- [Text provided]:
2.6. Space and time complexity of CBLC algorithm

It has been founded that the proposed algorithm is no more expansive comparing with the basic k-means [52] and spectral-clustering [18, 37] algorithms regarding the space complexity (i.e., the three algorithms require the storage of the same similarity scores). The time (i.e., computation) complexity of a new version of the standard k-means: however, far exceeds that of basic k-means; and spectral-clustering algorithms. Furthermore, the computation complexities appeared in the stage of calculating the similarity between each sentence and corresponding centroid; this is due to representation of the text in the sentence similarity measure we have been applied within this clustering algorithm. To demonstrate this complexity, suppose that operation time unit for calculating semantic similarity between each sentence and cluster centroid is SentSim, the operation time unit for recalculating cluster centroids is ReTime, the total number of sentences in the used dataset is tn, the number of clusters is k, and the iteration loop of the proposed algorithm is LoopI. Therefore, essentially, the two following computations are required for each and every clustering iteration: (i) tn.k times sentence to cluster centroid similarity calculation; (ii) k times for relocate cluster centroid. As a result, the time complexity of proposed version can be defined as OCBLC = (SentSim. tn. k + ReTime. k). LoopI.

- [Data excerpts]:
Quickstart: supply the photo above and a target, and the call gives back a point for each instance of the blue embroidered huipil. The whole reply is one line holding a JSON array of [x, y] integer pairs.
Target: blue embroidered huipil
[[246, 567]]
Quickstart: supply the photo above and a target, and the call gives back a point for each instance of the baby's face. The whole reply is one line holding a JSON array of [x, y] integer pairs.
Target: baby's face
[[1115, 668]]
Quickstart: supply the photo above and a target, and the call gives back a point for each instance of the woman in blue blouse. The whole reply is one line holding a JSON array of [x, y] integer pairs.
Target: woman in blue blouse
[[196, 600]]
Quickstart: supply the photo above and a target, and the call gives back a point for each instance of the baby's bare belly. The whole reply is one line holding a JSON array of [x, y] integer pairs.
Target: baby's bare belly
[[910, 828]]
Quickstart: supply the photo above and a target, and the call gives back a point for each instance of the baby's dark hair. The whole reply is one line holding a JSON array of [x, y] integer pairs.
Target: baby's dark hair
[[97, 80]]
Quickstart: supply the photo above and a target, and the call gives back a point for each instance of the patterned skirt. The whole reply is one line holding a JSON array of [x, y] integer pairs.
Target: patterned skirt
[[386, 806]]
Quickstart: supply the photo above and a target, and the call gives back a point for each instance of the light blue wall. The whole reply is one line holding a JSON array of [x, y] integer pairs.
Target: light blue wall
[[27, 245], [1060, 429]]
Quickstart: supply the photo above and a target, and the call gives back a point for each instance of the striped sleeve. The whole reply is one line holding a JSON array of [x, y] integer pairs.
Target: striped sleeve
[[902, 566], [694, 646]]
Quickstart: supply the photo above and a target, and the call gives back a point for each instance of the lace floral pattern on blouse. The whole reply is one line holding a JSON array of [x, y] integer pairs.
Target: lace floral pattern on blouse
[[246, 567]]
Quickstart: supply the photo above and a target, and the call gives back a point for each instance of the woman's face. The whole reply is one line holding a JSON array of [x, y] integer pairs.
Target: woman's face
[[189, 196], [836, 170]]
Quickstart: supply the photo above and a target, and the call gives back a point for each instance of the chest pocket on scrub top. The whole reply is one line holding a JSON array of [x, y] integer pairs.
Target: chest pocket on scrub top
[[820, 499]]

- [Task instructions]: In the passage on the complexity of the CBLC algorithm, why is the algorithm no more expensive in space than basic k-means and spectral clustering? Answer in one to three sentences.

- [Right answer]: The CBLC algorithm, basic k-means and spectral clustering all require storing the same similarity scores, so the proposed algorithm needs no more storage than the other two.